PROBLEM DESCRIPTION >> Swap "rings" for "loops" in the stretch from the line containing "Please trace the outline of every instance of the white wedding" through the last line, and reproduce only those lines with everything else unchanged.

RECORDS FOR THE EXERCISE >>
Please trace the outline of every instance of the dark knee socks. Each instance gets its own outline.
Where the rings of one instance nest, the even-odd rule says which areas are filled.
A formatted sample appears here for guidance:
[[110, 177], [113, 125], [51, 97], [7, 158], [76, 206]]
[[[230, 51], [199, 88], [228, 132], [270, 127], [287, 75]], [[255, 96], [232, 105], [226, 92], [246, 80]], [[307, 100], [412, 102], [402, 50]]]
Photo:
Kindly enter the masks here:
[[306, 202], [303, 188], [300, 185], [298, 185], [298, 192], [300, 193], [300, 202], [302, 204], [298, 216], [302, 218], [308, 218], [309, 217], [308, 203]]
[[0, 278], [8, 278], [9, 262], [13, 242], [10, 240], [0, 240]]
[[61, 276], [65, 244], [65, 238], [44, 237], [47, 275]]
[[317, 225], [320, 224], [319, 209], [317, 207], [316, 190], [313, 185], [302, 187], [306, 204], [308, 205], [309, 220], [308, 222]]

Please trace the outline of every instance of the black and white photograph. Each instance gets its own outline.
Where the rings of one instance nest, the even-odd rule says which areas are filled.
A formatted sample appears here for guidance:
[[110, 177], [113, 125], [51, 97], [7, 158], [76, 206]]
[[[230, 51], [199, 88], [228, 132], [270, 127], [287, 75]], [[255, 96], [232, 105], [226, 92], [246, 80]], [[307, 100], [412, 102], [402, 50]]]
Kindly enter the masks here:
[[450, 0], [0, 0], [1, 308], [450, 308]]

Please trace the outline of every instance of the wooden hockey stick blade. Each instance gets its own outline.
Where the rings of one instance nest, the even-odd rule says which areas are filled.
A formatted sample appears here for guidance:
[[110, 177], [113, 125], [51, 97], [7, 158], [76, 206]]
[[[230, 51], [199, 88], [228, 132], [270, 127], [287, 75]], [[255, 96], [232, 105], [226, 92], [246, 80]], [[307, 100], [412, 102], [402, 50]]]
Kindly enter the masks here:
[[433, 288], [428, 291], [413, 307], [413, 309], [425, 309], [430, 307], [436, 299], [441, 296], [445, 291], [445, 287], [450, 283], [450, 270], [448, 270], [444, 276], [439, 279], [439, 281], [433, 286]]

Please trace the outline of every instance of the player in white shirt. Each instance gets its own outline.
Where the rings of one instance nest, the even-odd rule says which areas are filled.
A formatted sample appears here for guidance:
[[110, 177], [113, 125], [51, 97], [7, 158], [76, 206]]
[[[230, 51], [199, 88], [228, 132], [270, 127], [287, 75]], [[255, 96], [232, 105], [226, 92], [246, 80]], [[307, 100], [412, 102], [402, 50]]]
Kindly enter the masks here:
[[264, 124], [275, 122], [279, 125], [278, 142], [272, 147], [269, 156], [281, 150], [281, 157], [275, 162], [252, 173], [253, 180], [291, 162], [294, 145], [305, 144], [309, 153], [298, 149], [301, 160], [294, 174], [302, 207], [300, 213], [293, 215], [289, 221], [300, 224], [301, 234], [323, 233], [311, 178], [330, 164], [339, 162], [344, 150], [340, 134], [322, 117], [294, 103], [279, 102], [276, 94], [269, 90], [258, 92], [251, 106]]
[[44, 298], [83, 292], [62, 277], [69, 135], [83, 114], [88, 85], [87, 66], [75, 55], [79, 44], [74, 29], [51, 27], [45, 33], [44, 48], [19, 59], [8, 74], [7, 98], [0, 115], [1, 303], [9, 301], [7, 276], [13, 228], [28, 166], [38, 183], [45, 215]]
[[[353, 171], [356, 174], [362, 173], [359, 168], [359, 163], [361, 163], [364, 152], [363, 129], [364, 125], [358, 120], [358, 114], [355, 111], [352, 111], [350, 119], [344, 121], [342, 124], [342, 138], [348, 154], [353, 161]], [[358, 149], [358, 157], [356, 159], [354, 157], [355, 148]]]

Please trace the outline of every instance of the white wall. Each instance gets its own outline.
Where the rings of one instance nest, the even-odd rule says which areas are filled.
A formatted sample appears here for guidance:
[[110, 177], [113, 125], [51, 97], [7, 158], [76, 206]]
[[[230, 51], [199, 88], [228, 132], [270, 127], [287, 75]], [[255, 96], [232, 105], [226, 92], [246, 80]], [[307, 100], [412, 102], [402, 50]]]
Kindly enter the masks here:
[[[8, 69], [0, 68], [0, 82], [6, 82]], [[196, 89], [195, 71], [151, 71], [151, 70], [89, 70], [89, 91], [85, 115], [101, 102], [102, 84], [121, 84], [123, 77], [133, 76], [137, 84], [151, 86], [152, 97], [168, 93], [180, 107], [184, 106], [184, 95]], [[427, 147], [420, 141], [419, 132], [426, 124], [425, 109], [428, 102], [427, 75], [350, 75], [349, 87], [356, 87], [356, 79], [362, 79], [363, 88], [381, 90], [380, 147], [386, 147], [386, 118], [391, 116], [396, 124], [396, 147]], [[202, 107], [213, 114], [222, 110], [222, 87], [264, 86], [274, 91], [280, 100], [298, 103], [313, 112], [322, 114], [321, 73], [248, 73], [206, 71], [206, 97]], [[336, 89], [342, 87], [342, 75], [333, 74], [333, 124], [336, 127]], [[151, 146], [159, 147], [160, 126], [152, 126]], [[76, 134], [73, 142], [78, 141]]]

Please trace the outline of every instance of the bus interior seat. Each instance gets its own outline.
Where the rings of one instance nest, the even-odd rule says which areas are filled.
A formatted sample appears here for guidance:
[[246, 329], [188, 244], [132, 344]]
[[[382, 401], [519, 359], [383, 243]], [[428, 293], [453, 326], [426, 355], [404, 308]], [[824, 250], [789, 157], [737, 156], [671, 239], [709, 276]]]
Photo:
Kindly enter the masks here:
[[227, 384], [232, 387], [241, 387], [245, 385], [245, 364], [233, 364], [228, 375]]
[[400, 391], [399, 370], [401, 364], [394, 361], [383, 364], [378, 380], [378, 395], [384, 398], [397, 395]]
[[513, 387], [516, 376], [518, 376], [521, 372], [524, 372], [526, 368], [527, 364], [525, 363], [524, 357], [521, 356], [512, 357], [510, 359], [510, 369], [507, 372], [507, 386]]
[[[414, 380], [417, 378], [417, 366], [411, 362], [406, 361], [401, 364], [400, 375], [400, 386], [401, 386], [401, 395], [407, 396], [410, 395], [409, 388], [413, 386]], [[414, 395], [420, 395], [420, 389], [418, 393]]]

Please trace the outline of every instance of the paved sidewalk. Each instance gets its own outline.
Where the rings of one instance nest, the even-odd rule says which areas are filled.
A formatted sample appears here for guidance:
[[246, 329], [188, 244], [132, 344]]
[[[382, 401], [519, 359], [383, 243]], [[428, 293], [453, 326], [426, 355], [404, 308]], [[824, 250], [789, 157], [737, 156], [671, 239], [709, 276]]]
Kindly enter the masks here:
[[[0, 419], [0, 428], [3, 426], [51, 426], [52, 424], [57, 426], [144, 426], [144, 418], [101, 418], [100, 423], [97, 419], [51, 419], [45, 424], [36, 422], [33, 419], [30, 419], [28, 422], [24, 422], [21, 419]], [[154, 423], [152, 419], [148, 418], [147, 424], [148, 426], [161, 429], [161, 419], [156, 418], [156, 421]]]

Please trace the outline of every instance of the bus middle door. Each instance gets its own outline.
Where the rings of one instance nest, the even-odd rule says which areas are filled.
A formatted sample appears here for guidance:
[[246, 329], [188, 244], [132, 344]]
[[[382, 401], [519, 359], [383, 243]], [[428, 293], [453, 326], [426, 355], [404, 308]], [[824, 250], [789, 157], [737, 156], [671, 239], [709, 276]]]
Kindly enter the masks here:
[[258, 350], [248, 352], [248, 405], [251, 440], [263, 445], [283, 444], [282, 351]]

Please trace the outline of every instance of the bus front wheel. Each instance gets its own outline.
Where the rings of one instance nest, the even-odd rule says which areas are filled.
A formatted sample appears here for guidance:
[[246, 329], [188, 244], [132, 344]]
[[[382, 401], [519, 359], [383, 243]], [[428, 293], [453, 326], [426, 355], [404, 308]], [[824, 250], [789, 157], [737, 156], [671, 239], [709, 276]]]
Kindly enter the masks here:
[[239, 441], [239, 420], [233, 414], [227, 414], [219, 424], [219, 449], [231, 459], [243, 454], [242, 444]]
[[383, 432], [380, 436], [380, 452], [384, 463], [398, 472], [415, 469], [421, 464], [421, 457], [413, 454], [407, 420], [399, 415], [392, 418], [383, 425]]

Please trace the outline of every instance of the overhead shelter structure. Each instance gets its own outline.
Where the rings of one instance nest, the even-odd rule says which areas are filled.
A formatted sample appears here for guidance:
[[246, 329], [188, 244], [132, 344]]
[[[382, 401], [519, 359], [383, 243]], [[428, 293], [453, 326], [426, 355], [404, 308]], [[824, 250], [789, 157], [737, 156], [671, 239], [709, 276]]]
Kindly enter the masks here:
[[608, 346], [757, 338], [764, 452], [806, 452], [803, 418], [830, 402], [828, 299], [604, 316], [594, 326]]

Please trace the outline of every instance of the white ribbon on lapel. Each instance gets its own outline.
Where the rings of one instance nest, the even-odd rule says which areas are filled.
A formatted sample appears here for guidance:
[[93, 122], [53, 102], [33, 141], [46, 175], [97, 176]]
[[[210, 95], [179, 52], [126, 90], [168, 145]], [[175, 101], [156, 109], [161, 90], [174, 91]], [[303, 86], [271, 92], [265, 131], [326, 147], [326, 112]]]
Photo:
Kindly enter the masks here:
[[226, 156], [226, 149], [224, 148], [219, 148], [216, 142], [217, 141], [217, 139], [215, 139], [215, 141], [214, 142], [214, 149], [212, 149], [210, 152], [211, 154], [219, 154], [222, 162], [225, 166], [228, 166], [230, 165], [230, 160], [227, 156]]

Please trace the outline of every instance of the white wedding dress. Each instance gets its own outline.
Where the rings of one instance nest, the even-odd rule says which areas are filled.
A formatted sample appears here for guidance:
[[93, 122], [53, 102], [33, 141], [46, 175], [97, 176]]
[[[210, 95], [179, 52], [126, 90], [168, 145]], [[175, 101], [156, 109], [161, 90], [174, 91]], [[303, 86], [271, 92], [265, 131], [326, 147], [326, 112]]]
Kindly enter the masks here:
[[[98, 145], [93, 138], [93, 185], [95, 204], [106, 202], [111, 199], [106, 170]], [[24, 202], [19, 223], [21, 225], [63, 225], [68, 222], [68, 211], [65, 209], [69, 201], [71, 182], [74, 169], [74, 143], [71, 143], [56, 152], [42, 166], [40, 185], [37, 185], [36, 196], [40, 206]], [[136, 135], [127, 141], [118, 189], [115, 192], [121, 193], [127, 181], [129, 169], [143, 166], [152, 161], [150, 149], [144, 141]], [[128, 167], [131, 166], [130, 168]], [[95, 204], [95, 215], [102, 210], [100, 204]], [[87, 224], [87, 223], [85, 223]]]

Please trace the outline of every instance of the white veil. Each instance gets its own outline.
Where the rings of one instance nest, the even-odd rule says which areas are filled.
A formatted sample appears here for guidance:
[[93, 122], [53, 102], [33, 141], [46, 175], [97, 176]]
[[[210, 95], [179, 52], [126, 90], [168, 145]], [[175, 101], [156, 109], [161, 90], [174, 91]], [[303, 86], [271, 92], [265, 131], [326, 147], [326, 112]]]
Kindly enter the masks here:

TASK ANSWER >>
Please trace the outline of every instance of the white wedding dress. Each instance gets its own outline.
Where the loops of one instance nest, the even-odd rule says which areas are filled.
A formatted sample appears here for guidance:
[[93, 122], [53, 102], [33, 141], [46, 175], [97, 176]]
[[[210, 95], [179, 52], [126, 90], [168, 145]], [[175, 101], [156, 109], [161, 90], [174, 91]], [[303, 86], [271, 92], [265, 131], [326, 147], [326, 112]]]
Kindly enter the masks here:
[[[98, 145], [93, 138], [93, 185], [95, 204], [106, 202], [111, 199], [106, 170]], [[24, 202], [19, 223], [21, 225], [63, 225], [68, 222], [68, 211], [65, 209], [69, 201], [71, 182], [74, 169], [74, 143], [71, 143], [56, 152], [42, 166], [40, 185], [37, 185], [36, 196], [40, 206]], [[136, 135], [127, 141], [118, 189], [115, 192], [121, 193], [127, 181], [129, 169], [143, 166], [152, 161], [150, 149], [144, 141]], [[128, 167], [131, 166], [130, 168]], [[95, 204], [95, 215], [102, 210], [100, 204]], [[87, 224], [87, 223], [85, 223]]]

Please trace the outline of every instance of the white veil. Each instance gets its own outline.
Where the loops of one instance nest, the even-odd rule says which areas are filled.
A formatted sample appears here for guidance:
[[93, 122], [53, 102], [33, 141], [46, 175], [97, 176]]
[[[210, 95], [179, 52], [126, 90], [168, 145]], [[175, 101], [156, 109], [161, 90], [174, 91]], [[303, 86], [271, 92], [265, 131], [326, 147], [326, 112]]]
Kindly enter the masks here:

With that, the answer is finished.